INPUT ▸
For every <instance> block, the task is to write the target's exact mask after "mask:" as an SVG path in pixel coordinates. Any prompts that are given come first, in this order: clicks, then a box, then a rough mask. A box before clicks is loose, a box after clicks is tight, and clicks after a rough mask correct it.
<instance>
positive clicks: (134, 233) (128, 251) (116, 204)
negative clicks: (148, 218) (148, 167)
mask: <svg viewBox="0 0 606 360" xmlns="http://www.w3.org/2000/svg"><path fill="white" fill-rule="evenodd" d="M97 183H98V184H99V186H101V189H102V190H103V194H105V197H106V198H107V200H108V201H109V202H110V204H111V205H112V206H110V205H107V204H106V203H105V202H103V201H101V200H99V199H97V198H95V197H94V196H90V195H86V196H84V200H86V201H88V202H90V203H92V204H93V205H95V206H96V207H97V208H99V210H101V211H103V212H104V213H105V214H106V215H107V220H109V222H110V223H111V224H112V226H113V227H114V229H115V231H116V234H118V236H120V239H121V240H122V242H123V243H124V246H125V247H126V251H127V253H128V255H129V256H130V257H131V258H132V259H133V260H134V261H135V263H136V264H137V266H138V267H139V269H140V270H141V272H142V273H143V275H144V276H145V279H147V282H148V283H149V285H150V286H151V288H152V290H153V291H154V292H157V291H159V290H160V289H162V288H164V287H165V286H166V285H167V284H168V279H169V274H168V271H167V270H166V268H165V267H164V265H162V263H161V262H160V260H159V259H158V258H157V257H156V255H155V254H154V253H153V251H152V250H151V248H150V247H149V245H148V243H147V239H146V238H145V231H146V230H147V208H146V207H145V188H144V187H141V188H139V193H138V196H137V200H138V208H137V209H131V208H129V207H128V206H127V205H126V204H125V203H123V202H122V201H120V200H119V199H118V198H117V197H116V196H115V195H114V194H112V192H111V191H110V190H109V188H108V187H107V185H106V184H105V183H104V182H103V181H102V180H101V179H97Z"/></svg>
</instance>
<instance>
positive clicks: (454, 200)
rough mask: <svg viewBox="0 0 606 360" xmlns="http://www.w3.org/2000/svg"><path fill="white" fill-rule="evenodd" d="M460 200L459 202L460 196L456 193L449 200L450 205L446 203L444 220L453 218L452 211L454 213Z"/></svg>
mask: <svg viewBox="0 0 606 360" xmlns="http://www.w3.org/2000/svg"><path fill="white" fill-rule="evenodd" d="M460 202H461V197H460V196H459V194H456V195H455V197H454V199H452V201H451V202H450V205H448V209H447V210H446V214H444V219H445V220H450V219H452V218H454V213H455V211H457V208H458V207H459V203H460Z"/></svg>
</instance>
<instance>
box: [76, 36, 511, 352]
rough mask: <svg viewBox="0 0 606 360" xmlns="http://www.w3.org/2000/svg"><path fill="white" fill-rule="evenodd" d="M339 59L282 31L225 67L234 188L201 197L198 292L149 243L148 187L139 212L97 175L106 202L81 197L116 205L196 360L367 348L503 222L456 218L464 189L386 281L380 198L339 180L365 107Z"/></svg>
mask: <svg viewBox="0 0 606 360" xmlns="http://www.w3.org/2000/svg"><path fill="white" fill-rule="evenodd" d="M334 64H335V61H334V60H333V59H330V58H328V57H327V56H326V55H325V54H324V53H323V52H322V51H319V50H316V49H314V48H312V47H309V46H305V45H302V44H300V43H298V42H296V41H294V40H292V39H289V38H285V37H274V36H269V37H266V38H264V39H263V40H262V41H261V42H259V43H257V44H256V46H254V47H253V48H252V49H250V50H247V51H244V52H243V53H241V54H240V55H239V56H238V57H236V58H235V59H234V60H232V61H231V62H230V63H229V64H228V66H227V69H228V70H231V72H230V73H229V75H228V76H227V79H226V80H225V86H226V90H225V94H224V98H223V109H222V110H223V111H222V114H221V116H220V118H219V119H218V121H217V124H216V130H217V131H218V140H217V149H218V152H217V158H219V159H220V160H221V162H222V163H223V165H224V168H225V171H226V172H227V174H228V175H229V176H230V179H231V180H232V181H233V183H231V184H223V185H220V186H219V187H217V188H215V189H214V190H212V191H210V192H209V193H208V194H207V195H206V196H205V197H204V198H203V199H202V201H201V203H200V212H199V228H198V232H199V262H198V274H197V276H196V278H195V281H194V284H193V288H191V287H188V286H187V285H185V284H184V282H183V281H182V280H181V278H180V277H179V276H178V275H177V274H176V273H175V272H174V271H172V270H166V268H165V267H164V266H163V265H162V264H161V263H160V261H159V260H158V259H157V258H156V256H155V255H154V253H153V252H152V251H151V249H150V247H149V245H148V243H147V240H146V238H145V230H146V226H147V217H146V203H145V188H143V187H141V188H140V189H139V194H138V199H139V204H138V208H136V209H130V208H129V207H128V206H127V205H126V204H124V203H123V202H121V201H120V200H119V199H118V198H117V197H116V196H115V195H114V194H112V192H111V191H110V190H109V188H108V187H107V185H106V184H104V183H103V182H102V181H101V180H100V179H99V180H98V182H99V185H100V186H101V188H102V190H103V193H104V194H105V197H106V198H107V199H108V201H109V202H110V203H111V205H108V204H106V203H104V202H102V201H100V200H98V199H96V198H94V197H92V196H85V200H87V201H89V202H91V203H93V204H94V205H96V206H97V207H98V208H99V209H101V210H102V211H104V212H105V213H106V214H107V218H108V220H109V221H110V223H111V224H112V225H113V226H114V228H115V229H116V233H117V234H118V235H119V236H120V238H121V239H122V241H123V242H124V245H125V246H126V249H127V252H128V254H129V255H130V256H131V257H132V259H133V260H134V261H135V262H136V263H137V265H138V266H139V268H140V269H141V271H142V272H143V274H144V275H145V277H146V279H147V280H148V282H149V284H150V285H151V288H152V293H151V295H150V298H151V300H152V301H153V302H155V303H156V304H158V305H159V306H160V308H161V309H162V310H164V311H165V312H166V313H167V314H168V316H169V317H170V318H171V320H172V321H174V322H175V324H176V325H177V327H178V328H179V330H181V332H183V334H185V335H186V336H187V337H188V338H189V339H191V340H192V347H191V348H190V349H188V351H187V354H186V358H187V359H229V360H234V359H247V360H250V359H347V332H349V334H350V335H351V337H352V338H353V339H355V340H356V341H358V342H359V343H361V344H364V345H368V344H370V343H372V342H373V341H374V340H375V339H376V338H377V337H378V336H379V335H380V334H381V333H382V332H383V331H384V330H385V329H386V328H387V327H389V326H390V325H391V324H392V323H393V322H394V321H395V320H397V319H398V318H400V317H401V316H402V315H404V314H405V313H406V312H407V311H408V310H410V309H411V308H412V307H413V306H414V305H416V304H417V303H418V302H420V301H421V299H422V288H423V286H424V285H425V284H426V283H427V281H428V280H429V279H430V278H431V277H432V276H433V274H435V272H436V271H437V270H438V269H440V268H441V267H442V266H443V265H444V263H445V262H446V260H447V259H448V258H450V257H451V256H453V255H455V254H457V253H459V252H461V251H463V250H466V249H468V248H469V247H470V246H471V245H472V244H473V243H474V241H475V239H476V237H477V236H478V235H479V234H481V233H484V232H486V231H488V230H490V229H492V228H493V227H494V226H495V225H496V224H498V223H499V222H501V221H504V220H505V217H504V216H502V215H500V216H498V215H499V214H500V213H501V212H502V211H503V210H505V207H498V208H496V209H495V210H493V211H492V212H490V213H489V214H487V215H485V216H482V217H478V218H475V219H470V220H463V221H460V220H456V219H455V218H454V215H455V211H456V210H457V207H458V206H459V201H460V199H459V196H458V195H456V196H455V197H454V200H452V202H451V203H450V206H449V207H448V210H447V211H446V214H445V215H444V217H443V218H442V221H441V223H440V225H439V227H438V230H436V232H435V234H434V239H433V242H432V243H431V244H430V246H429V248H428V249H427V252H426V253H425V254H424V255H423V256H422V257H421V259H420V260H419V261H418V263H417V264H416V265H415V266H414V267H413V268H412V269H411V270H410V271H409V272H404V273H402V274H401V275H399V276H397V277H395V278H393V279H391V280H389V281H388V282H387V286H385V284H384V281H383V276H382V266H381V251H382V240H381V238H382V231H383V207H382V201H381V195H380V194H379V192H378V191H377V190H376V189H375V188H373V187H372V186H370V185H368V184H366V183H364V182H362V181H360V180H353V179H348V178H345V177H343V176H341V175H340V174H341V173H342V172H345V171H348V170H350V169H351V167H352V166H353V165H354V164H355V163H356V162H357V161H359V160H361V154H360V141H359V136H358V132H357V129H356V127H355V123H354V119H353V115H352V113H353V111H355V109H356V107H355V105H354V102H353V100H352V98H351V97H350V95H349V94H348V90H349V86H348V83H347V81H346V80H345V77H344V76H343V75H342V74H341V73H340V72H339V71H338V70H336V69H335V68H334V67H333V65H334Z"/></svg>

WORK TO COMPLETE ▸ Convert everything from the first line down through the line containing "negative clicks: (148, 218) (148, 167)" into a Markdown table with the columns Row and Line, omitting any blank lines.

RESULT BELOW ▸
| Row | Line |
|---|---|
| 1 | For every <instance> block, the task is to write the target's exact mask after "mask:" as an SVG path in pixel coordinates. Any prompts that are given come first, in this order: clicks, then a box, then a rough mask. A box before clicks is loose, a box after clicks is tight, and clicks after a rough mask correct it. |
| 2 | <instance> |
| 3 | positive clicks: (134, 233) (128, 251) (116, 204) |
| 4 | negative clicks: (148, 218) (148, 167) |